Revise the records below, starting at the line with "terracotta tile roof." and ending at the line with "[317,371,338,394]", replacing "green shrub" with "leafy bush" and leaving everything else unchanged. Give back only those lines.

[Begin Extracted data]

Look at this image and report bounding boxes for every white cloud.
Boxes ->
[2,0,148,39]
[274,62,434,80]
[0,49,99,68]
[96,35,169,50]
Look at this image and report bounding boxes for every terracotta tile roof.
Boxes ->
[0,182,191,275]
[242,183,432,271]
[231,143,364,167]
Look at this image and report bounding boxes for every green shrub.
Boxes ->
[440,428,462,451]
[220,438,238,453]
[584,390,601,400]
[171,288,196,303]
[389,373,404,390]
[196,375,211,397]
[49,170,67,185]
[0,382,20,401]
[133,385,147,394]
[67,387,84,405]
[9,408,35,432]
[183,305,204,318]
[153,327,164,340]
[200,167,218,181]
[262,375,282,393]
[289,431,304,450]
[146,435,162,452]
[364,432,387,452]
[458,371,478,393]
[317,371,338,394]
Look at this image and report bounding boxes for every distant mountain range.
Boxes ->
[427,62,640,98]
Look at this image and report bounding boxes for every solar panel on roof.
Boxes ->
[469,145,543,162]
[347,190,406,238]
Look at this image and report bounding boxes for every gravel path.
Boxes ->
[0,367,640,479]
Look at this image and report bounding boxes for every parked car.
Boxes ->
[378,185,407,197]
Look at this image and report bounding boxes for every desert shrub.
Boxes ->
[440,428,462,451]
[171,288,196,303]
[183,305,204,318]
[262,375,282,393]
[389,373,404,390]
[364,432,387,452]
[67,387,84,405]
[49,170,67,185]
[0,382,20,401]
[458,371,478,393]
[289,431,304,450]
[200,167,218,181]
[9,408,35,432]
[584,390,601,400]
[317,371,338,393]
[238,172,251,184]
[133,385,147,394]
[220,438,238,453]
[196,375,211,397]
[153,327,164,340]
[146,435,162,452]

[End Extracted data]

◆ Answer in full:
Look at this image and report bounding boxes for every terracotta tile roof.
Boxes ->
[0,182,191,275]
[242,183,432,271]
[231,143,364,167]
Look at this image and report bounding boxes for every leafy bush.
Boxes ->
[440,428,462,451]
[220,438,238,453]
[584,390,601,400]
[171,288,196,303]
[389,373,404,390]
[196,375,211,397]
[49,170,67,185]
[0,382,20,401]
[133,385,147,394]
[67,387,84,405]
[9,408,35,432]
[183,305,204,318]
[153,327,164,340]
[200,167,218,181]
[262,375,282,393]
[289,431,304,450]
[146,435,162,452]
[364,432,387,452]
[458,371,478,393]
[317,371,338,394]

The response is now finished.